- [The task]: Reproduce each of the rows below without changing a single character.

• • • •

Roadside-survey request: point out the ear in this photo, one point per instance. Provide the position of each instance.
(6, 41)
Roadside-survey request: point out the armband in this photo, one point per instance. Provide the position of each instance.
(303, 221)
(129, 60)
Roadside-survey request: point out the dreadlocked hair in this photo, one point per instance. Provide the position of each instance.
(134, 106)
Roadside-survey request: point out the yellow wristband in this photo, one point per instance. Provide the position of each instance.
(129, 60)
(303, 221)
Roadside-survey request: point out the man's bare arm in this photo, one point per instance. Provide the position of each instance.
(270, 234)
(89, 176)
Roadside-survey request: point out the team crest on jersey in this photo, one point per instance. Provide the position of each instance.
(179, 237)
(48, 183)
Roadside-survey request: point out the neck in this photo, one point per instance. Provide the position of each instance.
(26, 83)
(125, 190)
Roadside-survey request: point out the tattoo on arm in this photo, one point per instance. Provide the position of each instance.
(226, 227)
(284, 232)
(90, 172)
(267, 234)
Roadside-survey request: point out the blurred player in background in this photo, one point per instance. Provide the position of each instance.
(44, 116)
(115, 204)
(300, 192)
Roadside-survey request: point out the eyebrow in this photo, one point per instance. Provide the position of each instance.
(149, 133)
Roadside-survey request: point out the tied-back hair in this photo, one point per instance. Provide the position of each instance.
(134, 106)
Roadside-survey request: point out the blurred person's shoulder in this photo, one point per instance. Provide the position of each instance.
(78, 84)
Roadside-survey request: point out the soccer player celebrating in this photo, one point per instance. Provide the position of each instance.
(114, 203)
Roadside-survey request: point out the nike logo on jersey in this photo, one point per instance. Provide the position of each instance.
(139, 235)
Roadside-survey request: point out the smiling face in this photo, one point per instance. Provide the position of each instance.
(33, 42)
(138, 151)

• • • •

- [Result]:
Roadside-survey request: point out the ear in this photo, one point per instance. Provide the position of each instance.
(6, 41)
Roadside-survey request: point out the armband in this photo, one point per instance. Provide the position of each instance.
(303, 221)
(129, 60)
Roadside-survey request: point out the dreadlocked hair in this photo, one point per instance. Provide the position of each instance.
(134, 106)
Roadside-survey request: point out the yellow wristband in this photo, one point per instance. Provide the position of each instance.
(129, 60)
(303, 221)
Roadside-survey request: point out the man's bare arm in this photo, one point per instance. Provide the position of each instance.
(270, 234)
(89, 176)
Roadside-survey request: point out the team crest on jersey in this photo, one point per instance. Provide the position of each instance.
(179, 237)
(48, 183)
Roadside-survey request: point out the neck in this photo, one point per instance. Provide the position of each instance.
(26, 83)
(125, 190)
Roadside-survey request: point out the tattoo on arm in this photo, one point per instance. Provide the position of each instance.
(226, 227)
(284, 232)
(90, 172)
(267, 234)
Roadside-survey request: point out the blurred player in background in this photo, one point per instance. Provide the position of each instance.
(44, 116)
(115, 204)
(300, 192)
Roadside-survey request: point out the eyebrow in this photo, one point per instance. Provide the position of each instance.
(149, 133)
Roadside-survey request: point out the tied-back hair in this photo, one point per instance. Provide the position of each instance.
(134, 106)
Roadside-survey request: point out the blurred person's shoulder in this photo, one point per instance. Provide the position of each instance.
(78, 84)
Roadside-survey request: point out the soccer player celebrating in this photo, one point per instance. Provide the position of each instance.
(114, 203)
Roadside-survey request: point out the nike logo on jersey in this photo, one point per instance. Provide the position of each instance.
(139, 235)
Roadside-survey request: point out the smiling face in this photo, one point per instance. Provide the position of each instance.
(33, 42)
(138, 151)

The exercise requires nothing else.